Spatial localization data

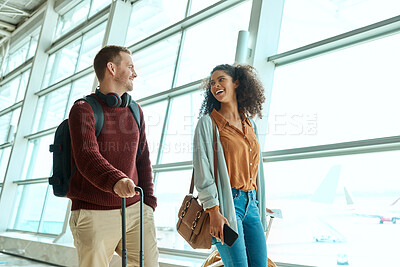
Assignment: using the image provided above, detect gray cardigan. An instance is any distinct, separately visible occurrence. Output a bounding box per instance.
[193,115,267,233]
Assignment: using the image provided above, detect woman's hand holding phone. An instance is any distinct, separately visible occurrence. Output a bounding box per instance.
[208,209,228,244]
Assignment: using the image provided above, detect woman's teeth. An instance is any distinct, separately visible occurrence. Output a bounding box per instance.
[216,90,224,95]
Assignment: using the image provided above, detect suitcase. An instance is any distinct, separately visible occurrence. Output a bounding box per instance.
[121,187,144,267]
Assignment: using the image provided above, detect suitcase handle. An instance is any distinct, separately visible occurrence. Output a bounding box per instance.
[122,187,144,267]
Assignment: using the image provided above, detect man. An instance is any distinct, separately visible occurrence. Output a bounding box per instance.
[68,45,159,266]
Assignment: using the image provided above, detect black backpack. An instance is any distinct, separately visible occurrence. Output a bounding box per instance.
[49,95,141,197]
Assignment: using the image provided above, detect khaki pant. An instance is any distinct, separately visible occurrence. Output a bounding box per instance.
[69,202,159,267]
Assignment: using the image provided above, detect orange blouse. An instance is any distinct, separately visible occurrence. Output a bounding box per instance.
[210,109,260,192]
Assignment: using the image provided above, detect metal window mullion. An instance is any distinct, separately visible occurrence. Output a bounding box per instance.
[0,41,8,76]
[25,126,57,140]
[14,72,24,103]
[4,228,57,238]
[74,35,85,74]
[47,7,109,55]
[152,161,193,173]
[1,40,10,74]
[37,185,51,233]
[159,247,209,260]
[35,66,92,97]
[61,35,85,119]
[185,0,193,17]
[11,185,29,230]
[262,136,400,162]
[0,101,23,117]
[155,98,173,165]
[127,0,246,53]
[47,52,62,87]
[24,139,42,181]
[13,178,48,185]
[138,79,201,107]
[170,30,186,89]
[0,58,32,86]
[0,142,12,150]
[25,35,34,62]
[269,15,400,67]
[35,92,53,134]
[53,200,72,243]
[87,0,94,20]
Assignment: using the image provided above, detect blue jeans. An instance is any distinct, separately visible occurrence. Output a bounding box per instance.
[214,188,267,267]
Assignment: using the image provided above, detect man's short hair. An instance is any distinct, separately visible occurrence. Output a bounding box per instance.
[93,45,131,81]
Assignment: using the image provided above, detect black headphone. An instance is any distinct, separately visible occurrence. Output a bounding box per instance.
[95,89,131,108]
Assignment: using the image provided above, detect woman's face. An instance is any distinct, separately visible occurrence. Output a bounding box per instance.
[210,70,239,104]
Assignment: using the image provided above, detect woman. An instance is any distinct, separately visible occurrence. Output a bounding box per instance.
[193,64,267,266]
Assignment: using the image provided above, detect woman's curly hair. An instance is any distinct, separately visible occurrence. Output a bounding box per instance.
[199,64,265,118]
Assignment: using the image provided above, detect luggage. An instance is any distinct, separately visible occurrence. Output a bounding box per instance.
[121,187,144,267]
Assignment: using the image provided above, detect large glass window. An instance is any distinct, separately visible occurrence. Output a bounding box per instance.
[38,188,70,235]
[9,183,48,232]
[154,169,211,253]
[0,109,21,144]
[266,33,400,151]
[0,70,30,109]
[21,135,54,180]
[126,0,187,46]
[54,0,110,39]
[189,0,220,15]
[279,0,400,53]
[8,183,69,235]
[132,34,181,100]
[0,147,11,183]
[88,0,110,18]
[1,29,40,76]
[141,101,168,164]
[55,1,90,39]
[176,1,252,86]
[160,91,203,164]
[6,41,29,73]
[32,85,71,133]
[76,24,106,72]
[42,39,81,88]
[265,151,400,266]
[43,24,105,89]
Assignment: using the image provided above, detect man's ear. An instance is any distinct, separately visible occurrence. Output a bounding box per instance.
[107,62,115,76]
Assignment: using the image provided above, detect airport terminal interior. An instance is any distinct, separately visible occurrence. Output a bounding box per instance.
[0,0,400,266]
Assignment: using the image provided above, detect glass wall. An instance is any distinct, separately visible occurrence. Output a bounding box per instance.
[4,0,106,236]
[264,0,400,266]
[1,29,40,76]
[278,0,400,53]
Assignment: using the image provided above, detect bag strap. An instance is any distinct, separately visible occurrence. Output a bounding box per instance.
[189,118,218,194]
[77,95,104,137]
[128,99,143,156]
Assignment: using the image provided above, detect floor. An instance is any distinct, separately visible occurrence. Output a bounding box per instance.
[0,253,58,267]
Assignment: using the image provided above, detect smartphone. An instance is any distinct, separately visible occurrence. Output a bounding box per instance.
[223,224,238,247]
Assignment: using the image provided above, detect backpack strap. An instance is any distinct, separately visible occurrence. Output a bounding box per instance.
[128,100,142,156]
[78,95,104,137]
[75,95,142,155]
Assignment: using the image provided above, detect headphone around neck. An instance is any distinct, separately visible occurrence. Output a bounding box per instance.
[95,88,131,108]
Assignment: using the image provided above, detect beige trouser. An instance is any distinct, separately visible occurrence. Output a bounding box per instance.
[69,202,159,267]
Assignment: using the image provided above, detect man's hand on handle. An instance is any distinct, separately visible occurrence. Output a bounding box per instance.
[113,178,140,198]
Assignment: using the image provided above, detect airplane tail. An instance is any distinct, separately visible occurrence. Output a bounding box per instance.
[311,165,341,204]
[344,186,354,205]
[390,197,400,206]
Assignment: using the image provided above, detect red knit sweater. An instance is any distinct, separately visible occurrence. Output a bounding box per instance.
[67,94,157,211]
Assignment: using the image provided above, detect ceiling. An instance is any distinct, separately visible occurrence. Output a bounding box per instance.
[0,0,46,42]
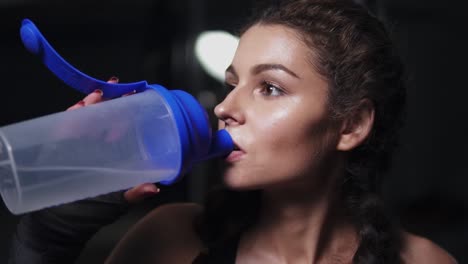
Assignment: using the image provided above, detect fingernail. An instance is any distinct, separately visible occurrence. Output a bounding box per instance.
[144,186,160,195]
[109,76,119,82]
[93,89,103,96]
[143,190,159,198]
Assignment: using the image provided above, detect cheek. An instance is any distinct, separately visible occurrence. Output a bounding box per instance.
[223,129,334,190]
[222,102,337,188]
[257,113,338,176]
[262,133,321,176]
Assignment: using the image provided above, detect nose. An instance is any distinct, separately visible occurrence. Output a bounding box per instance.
[214,88,245,127]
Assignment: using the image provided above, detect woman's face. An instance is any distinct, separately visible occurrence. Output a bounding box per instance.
[215,24,341,190]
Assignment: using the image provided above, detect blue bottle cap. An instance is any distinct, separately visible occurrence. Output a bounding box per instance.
[148,85,233,184]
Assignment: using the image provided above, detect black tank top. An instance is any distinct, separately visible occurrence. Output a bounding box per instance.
[192,234,241,264]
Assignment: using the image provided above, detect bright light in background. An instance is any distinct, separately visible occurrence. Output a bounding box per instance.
[195,31,239,82]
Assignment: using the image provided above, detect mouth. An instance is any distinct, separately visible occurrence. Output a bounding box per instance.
[231,139,243,152]
[226,140,245,162]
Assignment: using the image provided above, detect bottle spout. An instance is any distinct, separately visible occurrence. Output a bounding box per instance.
[200,129,233,161]
[160,129,232,185]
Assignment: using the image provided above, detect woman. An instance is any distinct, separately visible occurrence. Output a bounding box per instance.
[101,0,457,263]
[9,0,457,263]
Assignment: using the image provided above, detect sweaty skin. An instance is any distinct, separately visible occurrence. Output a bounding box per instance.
[216,24,342,193]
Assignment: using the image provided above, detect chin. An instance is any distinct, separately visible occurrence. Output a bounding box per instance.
[222,171,271,191]
[222,172,257,190]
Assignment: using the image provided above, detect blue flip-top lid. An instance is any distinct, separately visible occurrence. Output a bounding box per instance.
[19,18,233,184]
[149,84,233,184]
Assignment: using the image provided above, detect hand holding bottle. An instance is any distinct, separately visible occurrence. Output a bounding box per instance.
[66,77,160,203]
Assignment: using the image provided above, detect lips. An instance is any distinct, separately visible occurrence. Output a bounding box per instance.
[230,137,244,151]
[226,150,244,162]
[226,139,245,162]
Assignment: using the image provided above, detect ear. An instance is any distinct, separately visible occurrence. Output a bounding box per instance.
[336,99,375,151]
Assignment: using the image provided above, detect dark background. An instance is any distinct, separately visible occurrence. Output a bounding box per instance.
[0,0,467,263]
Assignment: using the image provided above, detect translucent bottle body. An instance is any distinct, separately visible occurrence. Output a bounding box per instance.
[0,89,181,214]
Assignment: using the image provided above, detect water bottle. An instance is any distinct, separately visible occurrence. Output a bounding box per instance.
[0,19,233,215]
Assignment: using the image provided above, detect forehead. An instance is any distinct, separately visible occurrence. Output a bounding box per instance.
[232,24,314,75]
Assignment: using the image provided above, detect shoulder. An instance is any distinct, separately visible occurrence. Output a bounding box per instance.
[400,231,458,264]
[105,202,205,264]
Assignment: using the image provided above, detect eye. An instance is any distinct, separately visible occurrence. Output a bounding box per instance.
[223,82,236,95]
[260,81,284,97]
[224,82,235,90]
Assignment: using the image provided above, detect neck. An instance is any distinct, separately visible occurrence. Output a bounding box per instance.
[239,164,358,263]
[260,186,342,262]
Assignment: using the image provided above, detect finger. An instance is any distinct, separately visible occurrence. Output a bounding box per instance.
[124,183,160,204]
[81,89,104,106]
[66,100,85,111]
[105,120,127,142]
[107,76,119,84]
[67,77,119,111]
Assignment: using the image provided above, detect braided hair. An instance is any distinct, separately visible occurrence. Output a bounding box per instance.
[194,1,406,263]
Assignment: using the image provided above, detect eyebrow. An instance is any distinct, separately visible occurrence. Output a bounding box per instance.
[225,63,300,79]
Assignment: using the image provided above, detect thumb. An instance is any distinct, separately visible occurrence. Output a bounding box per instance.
[123,183,160,204]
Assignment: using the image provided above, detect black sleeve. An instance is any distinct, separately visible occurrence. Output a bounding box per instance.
[8,191,130,264]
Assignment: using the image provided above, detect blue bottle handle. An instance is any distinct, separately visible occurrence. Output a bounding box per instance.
[20,19,147,99]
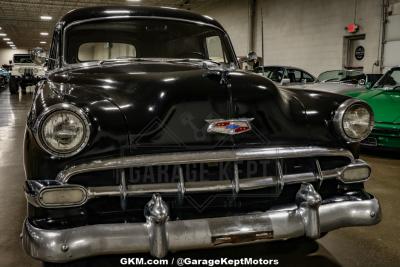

TASK TO COMPLETE:
Find the line with "blue bottle handle.". Return it and each line after it through the end of the data, exactly, without pictures.

EXERCISE RESULT:
Assignment: using the image provided above, detect blue bottle handle. An instance is any distinct, separately visible occurrence. Output a bounding box per instance.
[20,19,147,99]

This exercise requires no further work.